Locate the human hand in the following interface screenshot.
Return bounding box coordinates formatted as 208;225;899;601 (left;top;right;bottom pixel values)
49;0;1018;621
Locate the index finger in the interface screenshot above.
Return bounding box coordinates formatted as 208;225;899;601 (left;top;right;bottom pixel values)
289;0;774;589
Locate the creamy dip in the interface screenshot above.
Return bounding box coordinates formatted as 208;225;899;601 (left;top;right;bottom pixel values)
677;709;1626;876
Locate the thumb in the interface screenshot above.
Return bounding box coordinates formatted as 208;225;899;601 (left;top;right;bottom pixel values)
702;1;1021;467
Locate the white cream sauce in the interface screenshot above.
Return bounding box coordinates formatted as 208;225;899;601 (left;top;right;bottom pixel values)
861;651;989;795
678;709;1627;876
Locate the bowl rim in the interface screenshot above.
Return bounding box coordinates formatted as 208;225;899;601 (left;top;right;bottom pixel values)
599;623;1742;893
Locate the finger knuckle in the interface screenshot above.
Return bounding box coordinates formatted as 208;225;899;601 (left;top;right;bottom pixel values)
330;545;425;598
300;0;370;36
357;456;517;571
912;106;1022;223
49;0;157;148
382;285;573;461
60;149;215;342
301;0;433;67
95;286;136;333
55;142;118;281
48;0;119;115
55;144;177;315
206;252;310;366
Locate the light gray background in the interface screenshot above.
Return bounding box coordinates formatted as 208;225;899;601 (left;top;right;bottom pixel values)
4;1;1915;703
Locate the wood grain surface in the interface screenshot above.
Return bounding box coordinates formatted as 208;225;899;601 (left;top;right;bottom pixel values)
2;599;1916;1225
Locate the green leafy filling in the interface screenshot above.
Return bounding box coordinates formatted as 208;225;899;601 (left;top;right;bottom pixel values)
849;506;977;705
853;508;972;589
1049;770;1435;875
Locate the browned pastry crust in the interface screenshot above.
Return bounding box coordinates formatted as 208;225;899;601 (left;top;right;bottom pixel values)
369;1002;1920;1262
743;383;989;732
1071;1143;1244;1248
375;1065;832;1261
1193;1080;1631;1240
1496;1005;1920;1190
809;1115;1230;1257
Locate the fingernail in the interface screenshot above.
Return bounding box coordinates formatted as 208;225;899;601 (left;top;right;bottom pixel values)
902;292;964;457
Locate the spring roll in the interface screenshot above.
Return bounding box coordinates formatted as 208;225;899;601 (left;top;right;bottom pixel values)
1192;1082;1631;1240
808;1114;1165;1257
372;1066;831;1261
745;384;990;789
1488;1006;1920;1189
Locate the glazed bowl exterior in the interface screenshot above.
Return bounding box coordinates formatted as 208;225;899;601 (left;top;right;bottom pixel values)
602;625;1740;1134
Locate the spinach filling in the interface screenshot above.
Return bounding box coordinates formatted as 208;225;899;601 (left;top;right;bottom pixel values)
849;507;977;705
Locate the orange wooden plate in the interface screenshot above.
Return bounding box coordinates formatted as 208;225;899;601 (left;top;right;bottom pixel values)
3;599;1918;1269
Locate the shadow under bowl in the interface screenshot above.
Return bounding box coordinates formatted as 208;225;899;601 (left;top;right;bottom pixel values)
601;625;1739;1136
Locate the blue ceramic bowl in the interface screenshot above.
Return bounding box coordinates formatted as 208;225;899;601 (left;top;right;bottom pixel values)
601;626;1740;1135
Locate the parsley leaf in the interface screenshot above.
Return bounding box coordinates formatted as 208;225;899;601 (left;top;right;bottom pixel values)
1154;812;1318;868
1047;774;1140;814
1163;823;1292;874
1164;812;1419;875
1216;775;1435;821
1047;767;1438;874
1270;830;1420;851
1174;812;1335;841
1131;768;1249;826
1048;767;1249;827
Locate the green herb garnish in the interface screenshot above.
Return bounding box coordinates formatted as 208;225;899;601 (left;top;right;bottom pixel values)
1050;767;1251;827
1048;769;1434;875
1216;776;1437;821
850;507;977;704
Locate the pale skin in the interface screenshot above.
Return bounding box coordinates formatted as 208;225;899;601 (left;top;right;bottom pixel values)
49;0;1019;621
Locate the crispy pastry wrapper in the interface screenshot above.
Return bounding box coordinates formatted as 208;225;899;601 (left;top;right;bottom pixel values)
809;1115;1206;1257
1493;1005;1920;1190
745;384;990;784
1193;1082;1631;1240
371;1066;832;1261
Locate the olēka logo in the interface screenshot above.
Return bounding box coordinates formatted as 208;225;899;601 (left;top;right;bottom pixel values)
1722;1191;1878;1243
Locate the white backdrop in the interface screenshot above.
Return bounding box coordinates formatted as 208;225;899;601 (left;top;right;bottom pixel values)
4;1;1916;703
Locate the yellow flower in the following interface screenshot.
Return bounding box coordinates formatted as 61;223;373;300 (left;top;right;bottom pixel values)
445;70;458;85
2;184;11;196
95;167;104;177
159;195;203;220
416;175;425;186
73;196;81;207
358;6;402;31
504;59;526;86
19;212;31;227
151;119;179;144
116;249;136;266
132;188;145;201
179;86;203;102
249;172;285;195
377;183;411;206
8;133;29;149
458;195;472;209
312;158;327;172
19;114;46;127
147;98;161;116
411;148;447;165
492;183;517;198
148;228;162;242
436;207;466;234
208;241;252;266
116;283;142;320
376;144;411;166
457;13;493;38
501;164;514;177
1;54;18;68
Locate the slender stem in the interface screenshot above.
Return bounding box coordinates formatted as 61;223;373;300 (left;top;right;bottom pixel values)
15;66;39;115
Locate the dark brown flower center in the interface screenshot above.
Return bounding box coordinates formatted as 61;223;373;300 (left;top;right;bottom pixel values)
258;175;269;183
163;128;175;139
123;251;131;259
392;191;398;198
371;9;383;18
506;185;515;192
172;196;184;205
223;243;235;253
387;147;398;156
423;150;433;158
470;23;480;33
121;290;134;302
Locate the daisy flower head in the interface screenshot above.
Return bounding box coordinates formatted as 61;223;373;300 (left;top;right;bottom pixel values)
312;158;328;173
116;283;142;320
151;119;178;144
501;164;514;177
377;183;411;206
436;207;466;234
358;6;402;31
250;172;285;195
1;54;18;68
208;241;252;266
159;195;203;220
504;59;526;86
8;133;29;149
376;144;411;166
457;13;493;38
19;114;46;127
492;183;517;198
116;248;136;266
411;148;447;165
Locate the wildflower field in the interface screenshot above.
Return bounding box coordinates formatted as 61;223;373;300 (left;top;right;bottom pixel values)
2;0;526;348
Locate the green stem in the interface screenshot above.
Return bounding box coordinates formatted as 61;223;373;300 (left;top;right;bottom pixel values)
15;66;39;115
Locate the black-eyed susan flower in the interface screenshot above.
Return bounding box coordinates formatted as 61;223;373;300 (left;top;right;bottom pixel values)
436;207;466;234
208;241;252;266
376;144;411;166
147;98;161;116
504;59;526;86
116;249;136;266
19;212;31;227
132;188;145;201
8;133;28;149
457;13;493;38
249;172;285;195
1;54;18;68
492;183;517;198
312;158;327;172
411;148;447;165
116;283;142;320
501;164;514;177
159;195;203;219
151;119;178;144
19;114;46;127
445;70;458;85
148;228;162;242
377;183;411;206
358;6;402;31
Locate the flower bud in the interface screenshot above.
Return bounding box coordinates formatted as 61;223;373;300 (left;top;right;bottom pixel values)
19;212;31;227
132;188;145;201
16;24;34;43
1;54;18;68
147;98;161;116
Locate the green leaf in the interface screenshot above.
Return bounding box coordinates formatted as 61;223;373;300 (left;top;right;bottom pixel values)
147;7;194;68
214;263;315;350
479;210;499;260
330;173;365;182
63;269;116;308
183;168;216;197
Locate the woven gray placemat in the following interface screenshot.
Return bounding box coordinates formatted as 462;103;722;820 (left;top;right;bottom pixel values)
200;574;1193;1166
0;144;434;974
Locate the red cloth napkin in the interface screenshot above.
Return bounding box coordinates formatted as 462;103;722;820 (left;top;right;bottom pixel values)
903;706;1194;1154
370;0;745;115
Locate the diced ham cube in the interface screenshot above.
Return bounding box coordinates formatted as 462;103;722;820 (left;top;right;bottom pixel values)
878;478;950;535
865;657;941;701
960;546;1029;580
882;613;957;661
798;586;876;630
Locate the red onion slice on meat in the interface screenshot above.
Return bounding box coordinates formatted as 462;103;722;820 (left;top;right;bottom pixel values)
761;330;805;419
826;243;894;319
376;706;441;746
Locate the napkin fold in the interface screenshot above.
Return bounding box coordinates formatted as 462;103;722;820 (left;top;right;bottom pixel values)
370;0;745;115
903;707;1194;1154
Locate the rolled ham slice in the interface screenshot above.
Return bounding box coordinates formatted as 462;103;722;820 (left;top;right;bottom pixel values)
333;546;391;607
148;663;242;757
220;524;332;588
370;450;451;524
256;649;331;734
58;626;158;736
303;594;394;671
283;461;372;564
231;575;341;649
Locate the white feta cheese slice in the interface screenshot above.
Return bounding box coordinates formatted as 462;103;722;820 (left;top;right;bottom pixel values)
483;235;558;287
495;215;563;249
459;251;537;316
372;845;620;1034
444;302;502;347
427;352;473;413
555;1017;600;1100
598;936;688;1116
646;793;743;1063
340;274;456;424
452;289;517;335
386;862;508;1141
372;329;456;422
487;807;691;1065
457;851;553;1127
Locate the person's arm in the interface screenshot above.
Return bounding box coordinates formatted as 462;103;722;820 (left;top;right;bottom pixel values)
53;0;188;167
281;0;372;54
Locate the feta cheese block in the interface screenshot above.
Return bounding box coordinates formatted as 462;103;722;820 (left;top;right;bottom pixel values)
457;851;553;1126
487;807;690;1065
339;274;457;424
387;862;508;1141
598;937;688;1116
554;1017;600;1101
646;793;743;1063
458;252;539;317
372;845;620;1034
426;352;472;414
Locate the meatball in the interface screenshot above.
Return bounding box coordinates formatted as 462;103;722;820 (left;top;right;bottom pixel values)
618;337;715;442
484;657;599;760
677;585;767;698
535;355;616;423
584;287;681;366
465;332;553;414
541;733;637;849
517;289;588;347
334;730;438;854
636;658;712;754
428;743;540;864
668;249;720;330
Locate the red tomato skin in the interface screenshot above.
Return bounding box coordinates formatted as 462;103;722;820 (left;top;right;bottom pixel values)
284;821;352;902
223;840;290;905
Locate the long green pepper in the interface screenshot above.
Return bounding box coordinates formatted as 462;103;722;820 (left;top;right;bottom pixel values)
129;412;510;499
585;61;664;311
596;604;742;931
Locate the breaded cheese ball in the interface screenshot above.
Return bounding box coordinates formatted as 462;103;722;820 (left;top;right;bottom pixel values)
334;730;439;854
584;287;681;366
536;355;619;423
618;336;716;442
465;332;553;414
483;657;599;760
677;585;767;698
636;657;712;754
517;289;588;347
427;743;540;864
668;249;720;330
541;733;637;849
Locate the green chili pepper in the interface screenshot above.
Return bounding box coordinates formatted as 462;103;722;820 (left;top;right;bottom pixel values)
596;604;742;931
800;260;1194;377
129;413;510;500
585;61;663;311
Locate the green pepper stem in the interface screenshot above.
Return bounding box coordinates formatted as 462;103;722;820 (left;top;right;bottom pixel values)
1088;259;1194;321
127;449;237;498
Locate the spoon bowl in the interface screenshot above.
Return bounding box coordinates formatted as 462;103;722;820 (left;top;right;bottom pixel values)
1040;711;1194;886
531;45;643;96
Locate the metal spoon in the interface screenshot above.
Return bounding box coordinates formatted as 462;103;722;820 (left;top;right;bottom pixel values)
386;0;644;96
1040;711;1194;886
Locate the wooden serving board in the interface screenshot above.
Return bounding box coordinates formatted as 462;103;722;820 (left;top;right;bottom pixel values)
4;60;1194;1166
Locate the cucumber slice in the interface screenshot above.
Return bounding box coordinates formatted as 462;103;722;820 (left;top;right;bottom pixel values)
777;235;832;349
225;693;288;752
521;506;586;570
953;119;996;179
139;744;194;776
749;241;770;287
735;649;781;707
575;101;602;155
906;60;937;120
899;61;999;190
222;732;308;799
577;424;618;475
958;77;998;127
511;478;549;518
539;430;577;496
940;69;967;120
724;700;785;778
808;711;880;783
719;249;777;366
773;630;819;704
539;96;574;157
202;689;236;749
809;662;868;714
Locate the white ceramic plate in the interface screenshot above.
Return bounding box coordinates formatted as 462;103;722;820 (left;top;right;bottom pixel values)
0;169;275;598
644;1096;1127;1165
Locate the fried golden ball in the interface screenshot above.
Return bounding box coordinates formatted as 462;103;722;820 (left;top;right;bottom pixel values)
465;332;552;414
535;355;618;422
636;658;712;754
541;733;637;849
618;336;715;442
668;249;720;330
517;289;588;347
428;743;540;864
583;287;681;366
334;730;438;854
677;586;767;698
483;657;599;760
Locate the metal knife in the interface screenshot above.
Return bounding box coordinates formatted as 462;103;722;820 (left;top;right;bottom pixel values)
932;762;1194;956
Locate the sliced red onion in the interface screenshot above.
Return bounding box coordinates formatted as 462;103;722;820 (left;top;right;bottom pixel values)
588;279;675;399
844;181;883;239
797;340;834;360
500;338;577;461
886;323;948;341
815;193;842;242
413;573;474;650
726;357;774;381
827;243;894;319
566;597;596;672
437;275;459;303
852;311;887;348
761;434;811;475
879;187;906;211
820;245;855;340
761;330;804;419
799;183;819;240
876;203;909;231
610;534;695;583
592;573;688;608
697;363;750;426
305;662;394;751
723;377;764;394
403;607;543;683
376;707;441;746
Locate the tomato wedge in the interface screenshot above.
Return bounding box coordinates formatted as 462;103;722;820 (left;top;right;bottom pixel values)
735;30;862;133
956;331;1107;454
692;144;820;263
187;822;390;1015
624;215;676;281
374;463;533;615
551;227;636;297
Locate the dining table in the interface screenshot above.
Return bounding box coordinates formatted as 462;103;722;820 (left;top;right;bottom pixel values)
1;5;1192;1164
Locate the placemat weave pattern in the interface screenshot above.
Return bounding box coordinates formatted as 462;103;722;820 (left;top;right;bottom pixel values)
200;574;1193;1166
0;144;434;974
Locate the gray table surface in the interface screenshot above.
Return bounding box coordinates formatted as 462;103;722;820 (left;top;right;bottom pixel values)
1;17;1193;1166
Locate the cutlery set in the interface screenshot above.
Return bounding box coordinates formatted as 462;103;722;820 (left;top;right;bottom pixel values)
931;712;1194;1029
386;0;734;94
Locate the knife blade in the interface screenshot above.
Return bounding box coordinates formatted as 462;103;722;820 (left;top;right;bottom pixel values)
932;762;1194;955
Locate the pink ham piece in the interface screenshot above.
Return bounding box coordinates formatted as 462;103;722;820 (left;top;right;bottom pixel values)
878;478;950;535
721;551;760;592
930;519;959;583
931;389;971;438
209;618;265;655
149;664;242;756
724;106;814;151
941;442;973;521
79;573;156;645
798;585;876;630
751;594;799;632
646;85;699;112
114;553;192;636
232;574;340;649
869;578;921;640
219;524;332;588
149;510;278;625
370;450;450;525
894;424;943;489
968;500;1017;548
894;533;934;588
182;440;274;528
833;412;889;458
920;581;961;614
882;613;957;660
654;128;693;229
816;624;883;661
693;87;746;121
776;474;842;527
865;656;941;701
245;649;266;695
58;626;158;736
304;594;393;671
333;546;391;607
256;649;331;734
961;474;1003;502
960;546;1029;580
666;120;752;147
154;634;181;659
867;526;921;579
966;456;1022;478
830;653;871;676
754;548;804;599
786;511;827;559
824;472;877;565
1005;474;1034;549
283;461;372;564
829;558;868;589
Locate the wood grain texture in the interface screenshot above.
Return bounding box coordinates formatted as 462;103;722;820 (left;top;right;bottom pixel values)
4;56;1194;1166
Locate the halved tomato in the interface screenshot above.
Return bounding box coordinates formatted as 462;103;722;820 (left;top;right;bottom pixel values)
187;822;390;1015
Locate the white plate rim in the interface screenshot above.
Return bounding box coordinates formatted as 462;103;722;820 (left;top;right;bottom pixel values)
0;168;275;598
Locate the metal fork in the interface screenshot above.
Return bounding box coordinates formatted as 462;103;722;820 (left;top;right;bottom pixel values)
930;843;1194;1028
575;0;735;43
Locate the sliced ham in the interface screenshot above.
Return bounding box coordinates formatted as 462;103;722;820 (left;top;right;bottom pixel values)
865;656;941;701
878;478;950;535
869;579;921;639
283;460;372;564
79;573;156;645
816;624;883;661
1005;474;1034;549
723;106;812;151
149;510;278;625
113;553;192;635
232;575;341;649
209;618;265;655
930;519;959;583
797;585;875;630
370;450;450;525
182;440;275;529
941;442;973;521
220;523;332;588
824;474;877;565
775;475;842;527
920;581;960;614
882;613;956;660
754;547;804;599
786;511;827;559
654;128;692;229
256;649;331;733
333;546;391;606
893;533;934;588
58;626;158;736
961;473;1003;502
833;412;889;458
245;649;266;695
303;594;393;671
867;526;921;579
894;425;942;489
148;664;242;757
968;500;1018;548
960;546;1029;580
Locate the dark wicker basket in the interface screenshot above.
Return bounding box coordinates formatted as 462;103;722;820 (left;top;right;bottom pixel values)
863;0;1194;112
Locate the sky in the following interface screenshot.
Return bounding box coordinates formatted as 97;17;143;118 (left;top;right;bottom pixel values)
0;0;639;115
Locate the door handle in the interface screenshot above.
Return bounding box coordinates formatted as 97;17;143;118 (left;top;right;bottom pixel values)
########
Would you restate, word for word, every line of the listing from its first line through the line with "Locate the light"?

Locate the human hand in the following interface screenshot.
Return bounding box coordinates formatted as 208;225;899;601 (left;top;right;bottom pixel values)
49;0;1018;621
Locate the index finger in the interface screenshot above.
Return bounding box coordinates formatted as 208;225;899;601 (left;top;right;bottom pixel values)
289;0;774;589
Locate the creamy dip in the interface screenshot above.
Return bounding box coordinates formatted as 208;225;899;601 (left;top;right;bottom pixel values)
677;709;1626;876
Locate the thumb in the interface screenshot above.
Return bounding box coordinates formatted as 208;225;899;601 (left;top;right;bottom pixel values)
702;1;1021;467
Locate the white cream sauce in the interface screenshot above.
Return bounding box coordinates formatted as 208;225;899;601 (left;top;right;bottom pixel values)
861;651;989;795
678;709;1627;876
Locate the bowl rim in the interface screenshot above.
Return bounding box coordinates formatted as 208;225;899;601 (left;top;right;bottom pixel values)
599;623;1742;893
Locate the finger knuckle in the interface screenshot above.
Return bounding box coordinates formatted as 208;225;899;601 (left;top;right;bottom pixel values)
330;545;425;598
300;0;370;36
357;456;517;571
912;106;1022;223
49;0;157;148
382;285;573;461
60;149;215;342
301;0;433;67
95;286;136;333
55;142;118;281
48;0;119;115
55;144;177;315
206;252;310;366
Locate the light gray background in the interface screenshot above.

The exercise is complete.